#### [INSTRUCTIONS TO FOLLOW]
In the thread on spam measures, what is the BI when 10 copies of an article are each cross-posted to 4 groups?
BEGIN PROVIDED PASSAGE
-----BEGIN PGP SIGNED MESSAGE----- Hash: SHA1
Jeff Chan writes:
On Wednesday, September 8, 2004, 7:13:36 AM, Frank Ellermann wrote:
Jeff Chan wrote:
there must be some form of feedback or error correction, or other strategies to deal with misclassifications.
Whitelisting is one strategy.
ACK, but where and as far as possible I'd prefer a technical definition like the "BI" (Breidbarth Index) in Usenet.
Here's a definition (note there is no H in the name):
http://www.stopspam.org/usenet/mmf/breidbart.html
"The BI is a measure of how spammy a spammed news article is. It is the sum of the square root of the number of groups each copy of a spam article is posted to. So if you post 10 copies of an article, each cross-posted to 4 groups, the BI is 20. Other ways of reaching the BI=20 mark (a threshhold used by some cancellers) is to post 20 copies, each to just one group, 4 copies to 25 groups each, or 8 articles to 6 groups each and one more to just one group. (for BI=20.6)"
It's interesting, but probably does not apply in the mail spam area directly. I suppose we could say how often does a domain appear on multiple SURBLs, but some of the SURBL data feeds are unitary, i.e. we can't see how many reports went into the listing, only whether a domain is listed or not.
This sort of idea could perhaps be useful for categorizing spamtrap data however, especially across multiple spamtraps.
But I think your complaint is that there's no objective criteria for whitelisting. That's fair, but there always must be some subjective judgement applied, especially when we can't see the entire universe of mail spam in the same way that the entire universe of Usenet spam *is easily visible*.
It's also definitely not the case that we can see the entire mail ham universe, so there really can't be a generally knowable measure of the spam/ham ratio of a given domain.
This is somewhat a question of philosophy and science: to know what is knowable and what is not, i.e. epistemology.
Since spammyness versus legitimacy is not easily measured purely objectively, we must reserve the right to make judgements.
If you have a BI or something similar for *mail* spam, then please share it.
As a matter of interest -- and I should just ask Seth Breidbart ;) -- does this deal with hashbusters? ie. if a message is 80% hashbuster strings, and 20% payload, it's not so easy to automate BI calculation. (cf. dcc, Pyzor, Razor, AOL's paper at CEAS, et al.)
- --j.
END PROVIDED PASSAGE
BEGIN DATA PROVIDED
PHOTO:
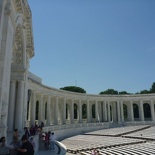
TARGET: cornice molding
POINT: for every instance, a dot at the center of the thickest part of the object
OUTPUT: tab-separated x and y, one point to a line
END DATA PROVIDED
#### [RESULT OF THE EXERCISE]
20